- PROBLEM
Copy the records below word for word, omitting the pictures from your answer.

[Records from a dataset]
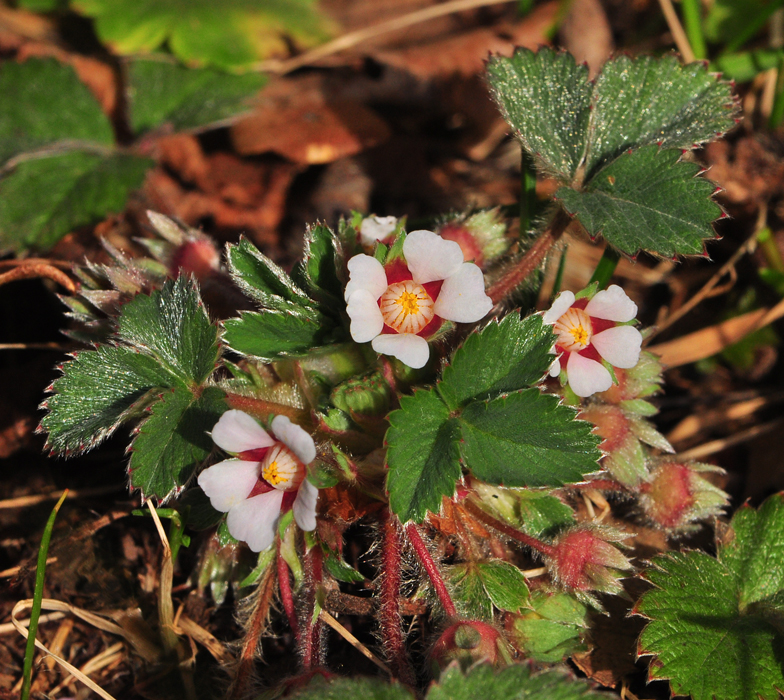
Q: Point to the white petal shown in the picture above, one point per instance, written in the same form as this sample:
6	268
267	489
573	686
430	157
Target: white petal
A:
612	304
228	483
561	305
305	506
254	520
366	273
367	320
462	297
586	376
620	346
295	438
430	257
374	228
410	349
236	431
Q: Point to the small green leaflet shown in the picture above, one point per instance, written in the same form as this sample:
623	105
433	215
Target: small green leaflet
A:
730	609
647	199
161	91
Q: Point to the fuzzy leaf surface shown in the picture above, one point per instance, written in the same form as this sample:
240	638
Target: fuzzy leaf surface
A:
172	326
174	441
43	199
232	35
49	105
730	609
526	439
645	101
647	199
160	91
515	682
504	356
545	97
422	455
96	393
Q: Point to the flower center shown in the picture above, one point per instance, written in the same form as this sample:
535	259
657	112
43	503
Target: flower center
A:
574	330
406	307
282	469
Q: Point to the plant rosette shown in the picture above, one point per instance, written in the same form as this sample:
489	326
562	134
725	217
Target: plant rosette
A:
267	478
399	306
590	334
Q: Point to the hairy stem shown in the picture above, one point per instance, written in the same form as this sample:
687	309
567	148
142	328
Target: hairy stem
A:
389	613
423	554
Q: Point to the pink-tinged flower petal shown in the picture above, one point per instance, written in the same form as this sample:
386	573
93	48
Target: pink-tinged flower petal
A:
462	298
410	349
366	273
612	304
561	305
586	376
430	257
295	438
376	228
236	431
305	506
366	318
620	346
228	483
253	521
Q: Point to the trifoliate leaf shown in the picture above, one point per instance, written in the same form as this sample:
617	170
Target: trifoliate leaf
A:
647	199
174	441
730	609
273	335
526	439
43	199
263	281
232	35
172	326
502	357
645	101
50	105
422	456
163	92
99	390
545	96
517	682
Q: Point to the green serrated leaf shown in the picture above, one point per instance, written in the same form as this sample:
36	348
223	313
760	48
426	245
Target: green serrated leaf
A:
272	335
99	390
516	682
422	456
174	441
43	199
163	92
172	326
50	105
647	199
645	101
232	35
262	280
731	609
502	357
526	439
545	96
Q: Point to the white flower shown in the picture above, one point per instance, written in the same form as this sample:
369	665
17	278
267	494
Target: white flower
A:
588	333
376	228
267	479
398	307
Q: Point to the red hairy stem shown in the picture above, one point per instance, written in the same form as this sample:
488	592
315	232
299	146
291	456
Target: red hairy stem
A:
531	260
508	530
423	554
286	597
389	612
244	680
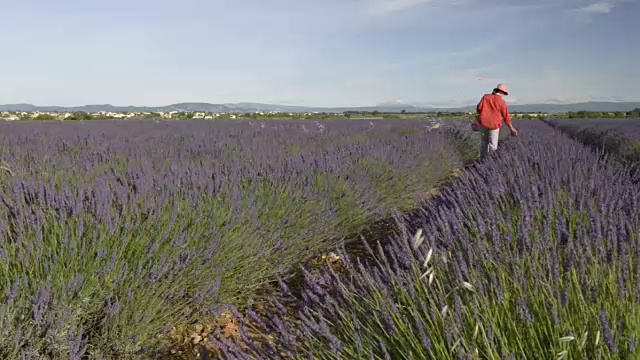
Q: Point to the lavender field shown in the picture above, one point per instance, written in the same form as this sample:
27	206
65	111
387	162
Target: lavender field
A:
620	137
117	236
115	232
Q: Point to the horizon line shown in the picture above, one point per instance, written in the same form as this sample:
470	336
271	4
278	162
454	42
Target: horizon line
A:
315	106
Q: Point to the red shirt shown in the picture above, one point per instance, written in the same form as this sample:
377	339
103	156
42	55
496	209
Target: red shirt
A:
492	109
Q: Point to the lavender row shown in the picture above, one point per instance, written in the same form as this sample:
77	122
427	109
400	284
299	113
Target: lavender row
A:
535	252
114	232
618	137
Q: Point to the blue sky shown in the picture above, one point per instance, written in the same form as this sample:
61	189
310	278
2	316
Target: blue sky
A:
317	52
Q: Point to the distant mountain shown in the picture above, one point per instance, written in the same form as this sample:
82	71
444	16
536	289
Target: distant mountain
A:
253	107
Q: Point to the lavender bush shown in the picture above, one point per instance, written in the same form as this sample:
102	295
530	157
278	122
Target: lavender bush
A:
617	136
113	231
533	254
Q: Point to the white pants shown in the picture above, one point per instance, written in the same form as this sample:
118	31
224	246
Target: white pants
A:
489	142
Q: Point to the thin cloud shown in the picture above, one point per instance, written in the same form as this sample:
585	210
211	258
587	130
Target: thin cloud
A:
597	8
586	13
383	7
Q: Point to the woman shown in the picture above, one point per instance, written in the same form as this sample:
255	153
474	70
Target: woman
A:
492	109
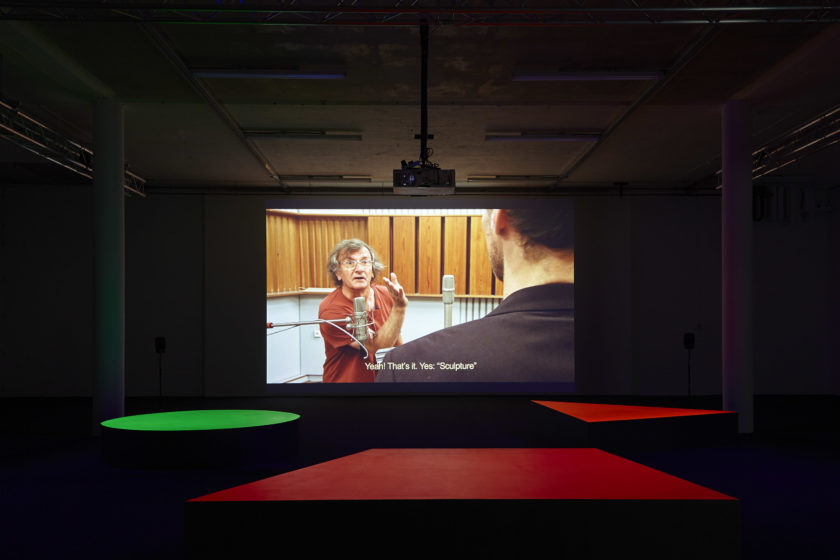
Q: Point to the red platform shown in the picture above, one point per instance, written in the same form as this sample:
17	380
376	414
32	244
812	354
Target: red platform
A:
471	474
582	503
594	412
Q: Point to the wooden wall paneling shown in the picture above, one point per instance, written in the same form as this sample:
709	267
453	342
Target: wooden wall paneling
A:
481	275
455	251
429	247
402	260
270	255
379	237
287	254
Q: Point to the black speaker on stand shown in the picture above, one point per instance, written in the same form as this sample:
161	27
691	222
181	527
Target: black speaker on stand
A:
688	344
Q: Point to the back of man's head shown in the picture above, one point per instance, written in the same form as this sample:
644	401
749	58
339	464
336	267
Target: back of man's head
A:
551	226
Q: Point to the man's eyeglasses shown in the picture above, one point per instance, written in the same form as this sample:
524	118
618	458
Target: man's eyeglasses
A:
351	264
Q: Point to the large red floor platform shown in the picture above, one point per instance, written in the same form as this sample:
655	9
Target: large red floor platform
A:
583	503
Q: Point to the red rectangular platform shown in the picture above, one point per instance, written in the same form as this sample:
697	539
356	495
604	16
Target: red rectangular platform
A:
582	503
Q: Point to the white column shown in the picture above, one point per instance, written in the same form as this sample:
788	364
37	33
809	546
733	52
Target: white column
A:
108	177
736	236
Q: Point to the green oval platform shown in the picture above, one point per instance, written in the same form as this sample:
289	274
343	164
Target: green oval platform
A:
199	438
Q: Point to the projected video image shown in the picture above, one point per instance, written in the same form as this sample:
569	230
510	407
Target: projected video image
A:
420	296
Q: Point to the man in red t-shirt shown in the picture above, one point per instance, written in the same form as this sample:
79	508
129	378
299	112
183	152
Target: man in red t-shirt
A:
352	263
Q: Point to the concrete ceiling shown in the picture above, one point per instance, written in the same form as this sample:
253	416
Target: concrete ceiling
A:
654	133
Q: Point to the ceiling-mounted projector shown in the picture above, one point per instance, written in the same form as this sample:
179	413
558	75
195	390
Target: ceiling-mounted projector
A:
423	177
424	180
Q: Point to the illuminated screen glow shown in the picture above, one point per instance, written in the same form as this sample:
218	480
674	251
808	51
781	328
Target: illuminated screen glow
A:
420	246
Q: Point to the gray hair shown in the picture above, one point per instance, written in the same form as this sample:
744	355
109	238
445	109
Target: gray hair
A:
348	246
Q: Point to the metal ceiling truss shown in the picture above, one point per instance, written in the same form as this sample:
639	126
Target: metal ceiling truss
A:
813	136
30	134
434	12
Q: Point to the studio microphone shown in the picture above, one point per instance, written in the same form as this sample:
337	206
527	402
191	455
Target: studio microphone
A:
448	291
360	322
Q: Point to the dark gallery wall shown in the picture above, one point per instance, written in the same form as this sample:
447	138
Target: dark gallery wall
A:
647	271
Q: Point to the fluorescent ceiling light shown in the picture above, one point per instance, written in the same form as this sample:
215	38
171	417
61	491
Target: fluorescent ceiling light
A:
483	178
303	134
255	74
326	178
591	76
541	137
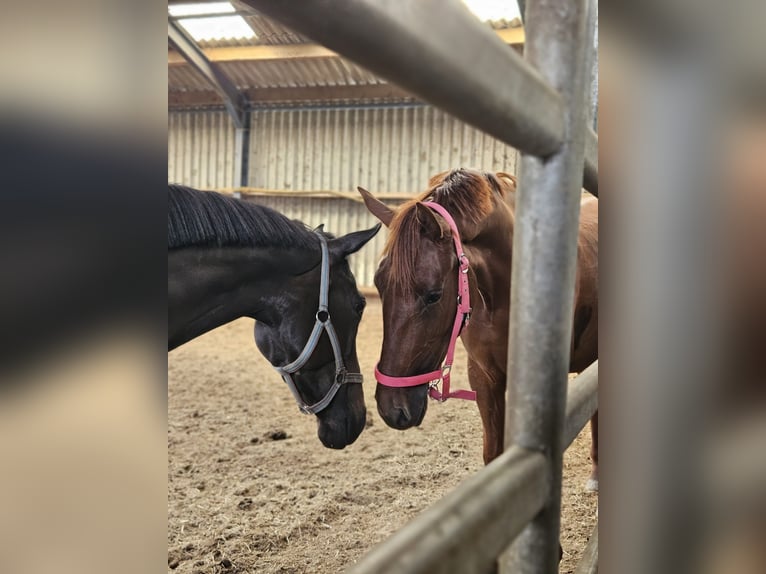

- RESPONSE
Q: Point to the white petal shown in the picture above, one point per instance, written in the same form as this sample:
6	268
267	489
573	686
430	157
Target: white petal
A:
612	304
228	483
561	305
305	506
254	520
366	273
367	320
462	297
586	376
620	346
295	438
430	257
374	228
410	349
236	431
Q: Point to the small green leaflet shown in the picture above, one point per instance, written in the same form as this sample:
623	105
433	215
Target: small green leaflet
A:
730	609
647	199
161	91
Q: Point to the fuzzy leaf surface shown in the picture above, one point per instance, written in the same form as this sample:
240	638
Target: fuzzy leaf surface
A:
172	326
174	441
43	199
232	35
49	105
730	609
526	439
645	101
647	199
160	91
515	682
504	356
545	97
422	455
96	393
Q: Point to the flower center shown in the picture above, one point per instance, written in the same form as this sample:
535	259
657	112
43	503
Target: flower center
A:
574	330
406	307
282	469
Q: Point to the plant rosette shown in the picture above, one point per instance, written in the same form as this sample:
489	326
562	134
725	217
Target: plant rosette
A:
267	478
399	306
590	334
Q: Point to the hairy stem shown in the picture above, one point per instance, written in the same form as this sample:
687	309
567	148
142	328
Target: hairy stem
A:
389	613
423	554
Q: Point to the pink-tinged flower petal shown in the picture above, one point per instance, written in the same form as this sample:
386	573
93	48
Target: pink-tinged flower petal
A:
462	298
410	349
366	273
612	304
561	305
586	376
430	257
295	438
376	228
236	431
305	506
366	318
620	346
228	483
253	521
Q: Point to the trifoliate leaf shown in the picture above, one point per instance, written in the same form as this sample:
617	170
Target: trifoliate leaf
A:
647	199
174	441
730	609
273	335
526	439
43	199
263	281
232	35
172	326
502	357
645	101
50	105
422	456
163	92
99	390
545	96
517	682
Q: Point to the green serrated leaf shown in the picture above, one point per instance, written in the same form as this sample:
36	348
223	313
760	48
426	245
Target: green serrated leaf
A:
272	335
99	390
516	682
422	456
174	441
43	199
163	92
172	326
50	105
647	199
645	101
232	35
262	280
731	609
502	357
526	439
545	96
Q: Point to the white flower shown in the picture above, one point per instance, written in the same form as this sample:
369	665
17	278
267	494
Target: white flower
A:
588	333
376	228
267	479
398	307
Q: Point to the red hairy stem shown in the picture above, one point per instance, written in the same form as this sample:
488	592
315	232
299	146
291	456
Target: red hairy stem
A:
531	260
508	530
423	554
286	597
389	612
244	680
Q: Point to the lavender field shown in the picture above, one point per instance, written in the same form as this sample:
27	206
65	111
387	162
Target: lavender field
A:
620	137
117	236
115	232
Q: Point to the horizon line shown in the picture above, one point per instance, written in the same form as this sample:
470	336
271	4
278	162
454	42
Target: horizon line
A:
315	106
Q: Point to the red shirt shown in the picture above, one point per instance, written in the same form as this sample:
377	339
103	156
42	55
496	209
Target: red shirt
A:
492	109
Q: Point to the lavender row shown in the picture above, one point per instance, written in the same form as this sample:
77	122
427	109
400	284
299	113
Target: lavender row
A:
535	252
114	232
618	137
Q: Point to the blue sky shown in the picture above, one point per instance, written in the same form as this sample:
61	189
310	278
2	316
Target: blue sky
A:
317	52
Q: Point to the distant mountain shown in the picture above, one point per instance, written in the same form as this sample:
82	71
444	16
536	289
Target: distant mountain
A:
253	107
Q: Point to the lavender bush shown in the picture above, one point per instance, written in the same form as this sample:
102	295
530	157
278	122
Target: lavender bush
A:
617	136
113	231
533	254
Q: Point to the white pants shown in the picture above, one point per instance, written in the same form as this sample:
118	31
224	246
Target: white pants
A:
489	142
Q: Point to the thin cloud shown in the picture above, one point per instance, written in the same form as this sample:
585	210
211	258
587	130
Target: thin cloud
A:
597	8
586	13
383	7
Q: Point to the woman shown in the picture above, one point per instance, written in the same form as this sample:
255	153
474	70
Target: woman
A:
492	109
Q: Point to the red platform shown in the picture above, one point per instance, written in the same form as this sample:
17	380
376	414
32	244
812	354
Target: red platform
A:
471	474
582	503
594	412
Q: Point to the wooden wall paneling shown in the picture above, one point per instance, written in the same form as this sample:
709	267
453	342
Target: wooden wall paneling
A:
481	275
455	251
429	247
402	260
270	255
379	237
287	254
Q: Point to the black speaker on stand shown in the picture above, one point per instance, written in the same form as this sample:
161	27
691	222
181	527
Target: black speaker on stand
A:
688	344
Q: Point to the back of man's head shown in the picture above, one point per instance, written in the same form as this sample:
644	401
749	58
339	464
336	267
Target: back of man's head
A:
551	226
Q: Point to the man's eyeglasses shown in the picture above, one point per instance, written in the same form as this sample:
524	118
618	458
Target: man's eyeglasses
A:
351	264
Q: Point to the large red floor platform shown in the picture above, one point per instance, written in the same form as this sample:
655	9
Target: large red floor platform
A:
583	503
Q: Point to the red rectangular platform shown in the picture above, one point per instance, written in the same form as this sample:
697	539
356	495
604	16
Target: red rectangular platform
A:
582	503
Q: Point to the white column shown in the picture above, one point per instance, written in the same form as this sample:
788	364
37	33
809	546
733	52
Target: white column
A:
108	177
736	236
Q: Point to the green oval platform shown in the picture above, one point per instance, written in the same form as this sample:
289	274
343	164
Target: green oval platform
A:
199	438
Q: Point to the projected video image shown in the picture above, one point per instance, written in the same form as this sample:
569	230
510	407
Target: projected video image
A:
420	296
Q: Point to the man in red t-shirt shown in the picture above, one point per instance, written in the same form as this sample:
79	508
129	378
299	112
183	152
Target: man in red t-shirt
A:
352	263
Q: Point to the concrete ceiling shown in the picture above, one point per instance, written in the same form as this sample:
253	416
Target: concrete ceiling
A:
654	133
Q: Point to the ceiling-mounted projector shown in the picture above, one point per instance, written in the same form as this sample:
179	413
558	75
195	390
Target: ceiling-mounted projector
A:
423	177
424	180
Q: Point to the illuminated screen glow shown in the picture above, one point per instance, written in the same form as this sample:
218	480
674	251
808	51
781	328
Target: illuminated screen glow
A:
420	246
Q: Point to the gray hair shown in the picture above, one point per instance, written in the same form as this sample:
744	355
109	238
445	109
Target: gray hair
A:
348	246
Q: Point to the metal ceiling truss shown in the picture above, one point per instance, written in the same form as this sample:
639	126
Target: metal ceiling truss
A:
813	136
30	134
434	12
Q: Point to the studio microphone shown in the picture above, one point per instance, written in the same form as this sample:
337	206
527	402
191	455
Target: studio microphone
A:
448	291
360	322
Q: Point to the dark gallery wall shown in the picture above, one point per instance, written in the same form as this sample:
447	138
Target: dark gallery wall
A:
647	271
Q: Point to the fluorescent ceiling light shown in the picture above, one point per instance, written in the same form as this sample:
215	38
171	417
61	491
Target: fluorescent ceiling light
A:
483	178
303	134
255	74
326	178
591	76
541	137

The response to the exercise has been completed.